- Opening Delimiter -

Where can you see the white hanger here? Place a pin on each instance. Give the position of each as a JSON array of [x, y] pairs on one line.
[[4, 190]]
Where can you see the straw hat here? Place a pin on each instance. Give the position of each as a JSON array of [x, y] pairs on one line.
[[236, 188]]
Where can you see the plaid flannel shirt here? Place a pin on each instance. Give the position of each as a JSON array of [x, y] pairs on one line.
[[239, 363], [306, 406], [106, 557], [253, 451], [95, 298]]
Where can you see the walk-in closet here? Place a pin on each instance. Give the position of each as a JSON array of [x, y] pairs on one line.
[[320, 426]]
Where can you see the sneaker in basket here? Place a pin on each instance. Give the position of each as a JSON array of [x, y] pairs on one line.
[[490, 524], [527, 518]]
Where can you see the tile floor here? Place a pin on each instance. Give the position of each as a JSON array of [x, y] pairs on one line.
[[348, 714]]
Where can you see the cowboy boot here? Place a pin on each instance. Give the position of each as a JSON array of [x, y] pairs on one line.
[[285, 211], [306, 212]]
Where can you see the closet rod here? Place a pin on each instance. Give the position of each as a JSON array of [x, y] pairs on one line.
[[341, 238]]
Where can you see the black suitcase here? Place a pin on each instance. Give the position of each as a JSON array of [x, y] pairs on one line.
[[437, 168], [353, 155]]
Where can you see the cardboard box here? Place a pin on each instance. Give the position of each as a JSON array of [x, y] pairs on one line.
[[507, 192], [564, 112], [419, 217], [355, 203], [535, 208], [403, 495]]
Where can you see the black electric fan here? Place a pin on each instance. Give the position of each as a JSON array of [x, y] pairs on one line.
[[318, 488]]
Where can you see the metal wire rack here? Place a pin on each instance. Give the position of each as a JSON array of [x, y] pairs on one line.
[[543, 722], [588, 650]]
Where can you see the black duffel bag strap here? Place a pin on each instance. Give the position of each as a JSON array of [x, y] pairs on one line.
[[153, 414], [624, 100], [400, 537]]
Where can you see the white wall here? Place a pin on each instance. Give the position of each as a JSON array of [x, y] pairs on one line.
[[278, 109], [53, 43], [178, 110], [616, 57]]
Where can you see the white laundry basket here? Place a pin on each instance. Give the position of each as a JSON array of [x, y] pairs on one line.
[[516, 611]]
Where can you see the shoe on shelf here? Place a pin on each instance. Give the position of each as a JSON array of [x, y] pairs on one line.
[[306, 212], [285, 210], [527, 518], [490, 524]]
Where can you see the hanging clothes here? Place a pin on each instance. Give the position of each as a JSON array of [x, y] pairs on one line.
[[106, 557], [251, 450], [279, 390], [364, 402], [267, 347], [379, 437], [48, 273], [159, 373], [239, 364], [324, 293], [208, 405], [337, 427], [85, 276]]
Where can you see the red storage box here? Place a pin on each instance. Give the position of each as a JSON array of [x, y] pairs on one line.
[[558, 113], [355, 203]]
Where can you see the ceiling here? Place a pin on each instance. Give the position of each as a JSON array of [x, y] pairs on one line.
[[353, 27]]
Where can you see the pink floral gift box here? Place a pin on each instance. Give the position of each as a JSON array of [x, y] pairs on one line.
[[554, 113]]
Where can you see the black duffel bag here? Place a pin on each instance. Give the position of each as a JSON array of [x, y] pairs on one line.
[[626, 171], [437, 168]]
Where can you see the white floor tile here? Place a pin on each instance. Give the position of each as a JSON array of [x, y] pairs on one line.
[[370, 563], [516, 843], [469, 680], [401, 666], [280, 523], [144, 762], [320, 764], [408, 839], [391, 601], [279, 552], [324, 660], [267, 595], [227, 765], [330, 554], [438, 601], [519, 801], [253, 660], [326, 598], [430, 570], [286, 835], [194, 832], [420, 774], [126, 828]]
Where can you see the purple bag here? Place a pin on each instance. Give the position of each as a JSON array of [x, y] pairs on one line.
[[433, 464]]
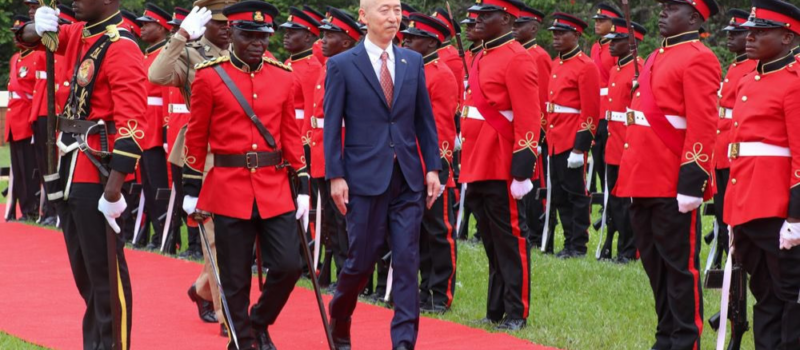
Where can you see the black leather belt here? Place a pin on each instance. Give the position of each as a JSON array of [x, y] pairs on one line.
[[84, 127], [249, 160]]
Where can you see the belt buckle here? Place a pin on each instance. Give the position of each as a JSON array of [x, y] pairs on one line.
[[734, 150], [251, 161]]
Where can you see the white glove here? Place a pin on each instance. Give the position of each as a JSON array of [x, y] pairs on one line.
[[195, 22], [790, 235], [112, 210], [303, 203], [688, 203], [520, 188], [46, 20], [189, 204], [575, 160]]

- Closing Delimiter -

To do: Word for word, set down every record, keeping the images out.

Written reply:
Where can you see the white hanger here? Place a pin on each instance. Give the position of each as a JSON array of [x, y] pairs on one line.
[[4, 190]]
Where can you see the straw hat here? Place a pin on each instance. Give the position of each as a JSON array of [x, y] pairs on one line.
[[236, 188]]
Where can you see the plaid flannel shirt here? Place a pin on each instance. Give the position of each as a JSON array of [x, y] pairs on one line.
[[239, 363], [306, 406], [106, 557], [253, 451], [95, 298]]
Where can you see the walk-in closet here? Place a pin on each instance. Give the position of each as a JSON array of [x, y] pairs on one line.
[[320, 426]]
Where can you see the sneaker in basket here? Place a pin on each instance. Give the position of each as a JSON array of [x, y] pairs on one line.
[[490, 524], [527, 518]]
Where can you see the tile floor here? Place a pin on each instance. Give the position of each as a JSON array of [x, y] pairs on one line.
[[348, 714]]
Where can you see the cowboy boot here? Place a pin on each instance. Give the position of each as a JSON array of [x, y] pairs on one line.
[[285, 211], [306, 212]]
Where can you see the closet rod here? Place a pin on each instance. Give the position of each as a JSON array of [x, y] pairs on one line.
[[341, 238]]
Where can you see the black suitcase here? Place a pin on each instance. Give the position of each as a JSON array of [x, y] pairs on one line.
[[437, 168], [353, 155]]
Where can you see the cardboard box here? Place a pin on each instance. Give the position of each as a JSON array of [x, y] pairs on one line.
[[507, 192], [564, 112], [419, 217], [355, 203], [535, 208], [403, 495]]
Where can you see the black electric fan here? Place a pin on each instance. Give the position of each as a JSON array of [x, y] pairs on one line.
[[318, 488]]
Where can you see the metal wire rack here? Place a pin on each instance. Give the position of each as a JSON array of [x, y] pairs on one line.
[[543, 722], [588, 650]]
Where can you see the black duffel bag strap here? Place a pin on each instance. Give the position of each as a JSON array of [x, y] pairs on one line.
[[153, 414], [624, 100], [400, 537]]
Where can you see the white wall here? Place a pin on each instance. Give the position of each as a JSON array of [x, y] pairs on one line.
[[278, 109], [53, 43], [178, 110], [616, 57]]
Where can you see the white laundry basket here? Place a pin on each instance. Give the position of each as a JSON array of [x, y] pairs on one line.
[[516, 611]]
Where can you see the shoe on shelf here? Place a pin on each instance. Give the position of each as a JSON array of [x, y] pairs on one line.
[[306, 212], [285, 210], [527, 518], [490, 524]]
Where can you see the hanging clothes here? Place a pin on each instance. Give the position of each as a JSON array of [x, y] pairs on one line.
[[106, 557], [251, 450], [279, 390], [364, 402], [267, 347], [379, 437], [48, 273], [159, 373], [239, 364], [324, 293], [208, 405], [337, 427], [85, 276]]
Where can you see the red storage box here? Place a pin on each instance. Give the position of each as a JSON array of [x, y] pairs on one line.
[[558, 113], [355, 203]]
Where can you see the ceiling here? Place a pin on each instance. Give the position of each as a JSON array of [x, y] pairs on one line.
[[353, 27]]
Where can you see the pink floral gift box here? Place a pin on each instance. Give the position of each as a JSON array of [x, y] pairs on one line.
[[554, 113]]
Where can you see the black duffel bag here? Place a pin on each instance. Give the position of each as a JSON array of [x, y] pairs on one line.
[[626, 171], [437, 168]]
Where can you see the white floor tile here? Place a pin on each instance. Give the position of each as a JSON array of [x, y] pairs on one line.
[[370, 563], [516, 843], [469, 680], [401, 666], [280, 523], [144, 762], [320, 764], [408, 839], [391, 601], [279, 552], [324, 660], [267, 595], [227, 765], [330, 554], [438, 601], [519, 801], [253, 660], [326, 598], [430, 570], [286, 835], [194, 832], [420, 774], [126, 828]]
Where can you see the purple bag here? Place a pin on each instance. Give the position of each as a JSON array of [x, y] pairs on one line.
[[433, 464]]
Where can you see the black leather belt here? Place a pin on each instance. Give the position of each as a JSON array of [x, y] pairs on one line.
[[84, 127], [249, 160]]
Where can you see the belt buckle here? Place a pin on each instance. Give the position of each as a JSON array of [x, y] pairs on one line.
[[734, 150], [251, 161]]
Where can you see the white glove here? Place a pin on each instance. Give the position of each as a JSON array of [x, y] pairs on one line.
[[195, 22], [790, 235], [112, 210], [303, 203], [688, 203], [520, 188], [46, 20], [189, 204], [575, 160]]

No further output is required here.